-- TEXT FOR ANALYSIS follows --
Biomedical engineers create unique solution using multiple technologies

It’s a technologist’s dream come true: biomedical engineers from Tufts University have figured out how to combine laser technology with 3D printing capabilities for the purpose of advancing biotechnology. 

Their work was published in PNAS, entitled “Laser-based three-dimensional multiscale micropatterning of biocompatible hydrogels for customized tissue engineering scaffolds.”

Let’s break that title down some, and get into just what exactly was created here. The team figured out how to use low-energy, ultrafast laser technology to make high-resolution, 3D structures in silk protein hydrogels (a soft, transparent biomaterial that supports cell growth and allows cells to penetrate deep within it). 

Specifically, the team used a femtosecond laser to generate voids within the gel at multiple scales, ranging from as small as 10 microns to as large as 500 microns, all over a large volume of the material. Doing this encourages faster artificial tissue growth, as the voids bring oxygen and nutrients to the proliferating cells in the tissue scaffold; with so many different sized holes in the biomaterial’s structure, the ability for the oxygen / nutrients to reach the cells is drastically improved.
-- TEXT FOR ANALYSIS concluded --
- _PARTS OF THE EXERCISE_
A) In the article on laser patterning of silk hydrogels, what range of sizes did the voids created in the gel span?
B) Continue the article on laser patterning of silk hydrogels from its final sentence.
-- AVAILABLE DATA follows --
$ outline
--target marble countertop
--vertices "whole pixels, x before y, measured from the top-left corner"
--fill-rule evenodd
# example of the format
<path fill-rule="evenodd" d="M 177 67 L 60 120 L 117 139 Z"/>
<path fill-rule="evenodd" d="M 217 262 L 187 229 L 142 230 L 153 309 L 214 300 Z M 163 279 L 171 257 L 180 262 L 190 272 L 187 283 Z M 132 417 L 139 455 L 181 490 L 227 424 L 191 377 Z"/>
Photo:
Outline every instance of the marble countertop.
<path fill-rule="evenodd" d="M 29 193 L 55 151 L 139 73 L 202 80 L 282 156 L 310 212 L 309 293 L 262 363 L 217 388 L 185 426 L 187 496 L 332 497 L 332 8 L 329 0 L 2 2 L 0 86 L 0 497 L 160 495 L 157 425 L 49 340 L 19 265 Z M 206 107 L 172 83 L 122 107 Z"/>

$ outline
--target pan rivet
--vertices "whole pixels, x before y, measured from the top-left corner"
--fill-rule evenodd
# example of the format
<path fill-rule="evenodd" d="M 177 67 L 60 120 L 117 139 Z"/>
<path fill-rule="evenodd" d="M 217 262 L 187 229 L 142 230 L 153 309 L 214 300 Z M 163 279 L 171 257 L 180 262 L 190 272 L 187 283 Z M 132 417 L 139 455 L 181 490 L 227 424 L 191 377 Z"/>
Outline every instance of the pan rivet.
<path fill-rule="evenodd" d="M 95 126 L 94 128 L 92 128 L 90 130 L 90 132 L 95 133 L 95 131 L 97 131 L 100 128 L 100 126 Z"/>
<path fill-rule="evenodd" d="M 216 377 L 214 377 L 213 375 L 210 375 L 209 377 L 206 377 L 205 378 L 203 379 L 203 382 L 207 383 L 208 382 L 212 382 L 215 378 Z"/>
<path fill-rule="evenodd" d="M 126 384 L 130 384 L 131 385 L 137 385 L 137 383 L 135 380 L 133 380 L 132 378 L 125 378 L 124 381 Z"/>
-- AVAILABLE DATA concluded --
- _RESPONSES PER TASK_
A) From as small as 10 microns to as large as 500 microns.

B)
Laser treatment can be done while keeping the cell culture sealed and sterile. Worth noting: the transparency of the silk gel allows the laser’s photons to be absorbed as much as 1cm below the surface of the gel—that’s roughly 10 times deeper than with other materials, and it gets there without damaging any adjacent material. It’s a helpful perk though, unlike most 3D printing techniques, the Tufts solution doesn’t require photoinitiators. 

“Because the femtosecond laser pulses allow us to target specific regions without any damage to the immediate surroundings, we can imagine using such micropatterning to controllably design around living cells, guide cell growth and create an artificial vasculature within an already densely seeded silk hydrogel,” said senior author Fiorenzo G. Omenetto, Ph.D. Omenetto is associate dean for research, professor of biomedical engineering and Frank C. Doble professor at Tufts School of Engineering and also holds an appointment in physics in the School of Arts and Sciences.

In studies involving mice, the team found similar results in vitro as well as in vivo.